Transcribe exactly the line that contains "obj: shrub | bbox --json" and every line after it through the end of the records, with nothing else.

Records shown section start

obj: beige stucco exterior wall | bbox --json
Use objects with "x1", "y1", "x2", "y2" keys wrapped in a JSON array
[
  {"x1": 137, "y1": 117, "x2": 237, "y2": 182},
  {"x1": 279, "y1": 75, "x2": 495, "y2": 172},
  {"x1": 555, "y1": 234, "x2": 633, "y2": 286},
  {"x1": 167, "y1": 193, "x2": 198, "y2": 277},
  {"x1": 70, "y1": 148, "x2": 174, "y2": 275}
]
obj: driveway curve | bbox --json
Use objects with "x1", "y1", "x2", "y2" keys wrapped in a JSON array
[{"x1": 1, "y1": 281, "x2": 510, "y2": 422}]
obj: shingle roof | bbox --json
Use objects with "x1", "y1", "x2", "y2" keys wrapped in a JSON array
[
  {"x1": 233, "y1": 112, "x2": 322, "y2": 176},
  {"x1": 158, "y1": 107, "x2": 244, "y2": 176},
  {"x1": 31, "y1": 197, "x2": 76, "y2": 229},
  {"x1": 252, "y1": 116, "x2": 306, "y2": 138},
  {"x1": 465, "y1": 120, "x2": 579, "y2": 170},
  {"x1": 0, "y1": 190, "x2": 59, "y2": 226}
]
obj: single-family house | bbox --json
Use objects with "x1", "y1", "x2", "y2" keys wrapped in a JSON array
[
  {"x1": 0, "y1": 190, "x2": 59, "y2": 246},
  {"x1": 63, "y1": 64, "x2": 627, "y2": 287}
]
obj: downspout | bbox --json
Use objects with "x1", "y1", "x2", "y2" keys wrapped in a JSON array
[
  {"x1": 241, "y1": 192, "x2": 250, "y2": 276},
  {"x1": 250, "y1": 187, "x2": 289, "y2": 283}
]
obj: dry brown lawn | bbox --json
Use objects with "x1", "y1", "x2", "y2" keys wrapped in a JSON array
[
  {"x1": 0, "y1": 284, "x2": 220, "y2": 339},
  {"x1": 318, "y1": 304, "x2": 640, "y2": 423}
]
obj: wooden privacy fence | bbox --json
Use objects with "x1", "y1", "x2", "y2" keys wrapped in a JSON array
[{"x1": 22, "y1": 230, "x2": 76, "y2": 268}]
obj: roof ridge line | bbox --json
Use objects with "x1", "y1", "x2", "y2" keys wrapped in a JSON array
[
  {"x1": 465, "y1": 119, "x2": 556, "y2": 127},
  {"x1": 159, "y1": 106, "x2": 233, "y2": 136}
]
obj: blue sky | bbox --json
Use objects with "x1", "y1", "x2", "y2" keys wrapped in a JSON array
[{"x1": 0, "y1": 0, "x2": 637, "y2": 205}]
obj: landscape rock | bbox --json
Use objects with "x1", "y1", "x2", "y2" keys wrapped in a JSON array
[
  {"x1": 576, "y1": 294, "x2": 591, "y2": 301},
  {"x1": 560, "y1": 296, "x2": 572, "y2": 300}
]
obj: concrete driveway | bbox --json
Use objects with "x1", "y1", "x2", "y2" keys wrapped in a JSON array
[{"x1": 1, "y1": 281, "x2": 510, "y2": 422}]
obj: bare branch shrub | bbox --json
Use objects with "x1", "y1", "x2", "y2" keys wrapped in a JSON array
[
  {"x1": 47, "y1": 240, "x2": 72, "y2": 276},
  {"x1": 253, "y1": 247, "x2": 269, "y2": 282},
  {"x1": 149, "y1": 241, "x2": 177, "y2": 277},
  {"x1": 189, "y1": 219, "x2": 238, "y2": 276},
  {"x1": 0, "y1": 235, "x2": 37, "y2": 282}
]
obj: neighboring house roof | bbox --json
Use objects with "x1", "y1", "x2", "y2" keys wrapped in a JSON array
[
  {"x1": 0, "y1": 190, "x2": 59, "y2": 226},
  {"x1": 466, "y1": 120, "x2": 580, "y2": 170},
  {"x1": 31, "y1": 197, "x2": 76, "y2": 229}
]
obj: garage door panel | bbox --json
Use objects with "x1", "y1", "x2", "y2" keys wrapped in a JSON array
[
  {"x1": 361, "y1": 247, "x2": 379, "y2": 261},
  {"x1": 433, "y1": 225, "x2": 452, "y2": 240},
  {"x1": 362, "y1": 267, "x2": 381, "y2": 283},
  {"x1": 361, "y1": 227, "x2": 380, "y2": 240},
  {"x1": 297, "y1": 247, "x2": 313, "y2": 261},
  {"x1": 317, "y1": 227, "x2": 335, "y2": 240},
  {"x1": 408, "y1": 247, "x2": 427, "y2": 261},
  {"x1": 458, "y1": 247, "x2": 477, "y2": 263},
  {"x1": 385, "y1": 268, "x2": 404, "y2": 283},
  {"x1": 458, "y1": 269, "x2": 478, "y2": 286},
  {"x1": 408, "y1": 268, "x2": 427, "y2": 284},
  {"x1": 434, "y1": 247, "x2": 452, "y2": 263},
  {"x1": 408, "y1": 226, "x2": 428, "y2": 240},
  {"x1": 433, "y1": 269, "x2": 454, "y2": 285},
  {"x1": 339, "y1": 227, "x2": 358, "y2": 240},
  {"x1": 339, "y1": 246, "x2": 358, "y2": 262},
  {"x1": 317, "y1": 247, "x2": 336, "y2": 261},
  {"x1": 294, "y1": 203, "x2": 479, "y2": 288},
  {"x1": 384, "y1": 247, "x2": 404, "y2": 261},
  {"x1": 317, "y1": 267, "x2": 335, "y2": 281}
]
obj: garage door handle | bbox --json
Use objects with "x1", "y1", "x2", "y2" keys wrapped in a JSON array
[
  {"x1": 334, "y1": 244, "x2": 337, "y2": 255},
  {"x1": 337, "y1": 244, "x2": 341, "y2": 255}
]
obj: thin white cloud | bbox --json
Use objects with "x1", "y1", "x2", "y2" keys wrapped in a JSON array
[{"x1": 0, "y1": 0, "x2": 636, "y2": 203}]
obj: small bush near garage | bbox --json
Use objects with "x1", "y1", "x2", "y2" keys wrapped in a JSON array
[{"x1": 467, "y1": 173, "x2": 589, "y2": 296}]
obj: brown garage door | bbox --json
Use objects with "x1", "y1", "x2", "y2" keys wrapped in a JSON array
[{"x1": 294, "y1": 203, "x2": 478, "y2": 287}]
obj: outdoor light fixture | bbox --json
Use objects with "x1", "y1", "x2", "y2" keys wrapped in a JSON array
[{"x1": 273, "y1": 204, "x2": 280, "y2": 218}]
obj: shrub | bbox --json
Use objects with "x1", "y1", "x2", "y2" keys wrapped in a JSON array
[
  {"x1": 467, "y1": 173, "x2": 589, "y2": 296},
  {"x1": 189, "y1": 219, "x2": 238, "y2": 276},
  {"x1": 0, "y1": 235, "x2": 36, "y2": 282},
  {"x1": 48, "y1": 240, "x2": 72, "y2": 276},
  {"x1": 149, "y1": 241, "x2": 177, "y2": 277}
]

Records shown section end

* _Answer to this task_
obj: shrub | bbox --json
Use objects with "x1", "y1", "x2", "y2" keys wrapped in a JSON array
[
  {"x1": 467, "y1": 173, "x2": 589, "y2": 296},
  {"x1": 189, "y1": 219, "x2": 238, "y2": 276},
  {"x1": 0, "y1": 235, "x2": 36, "y2": 282},
  {"x1": 48, "y1": 240, "x2": 72, "y2": 276},
  {"x1": 149, "y1": 241, "x2": 177, "y2": 277}
]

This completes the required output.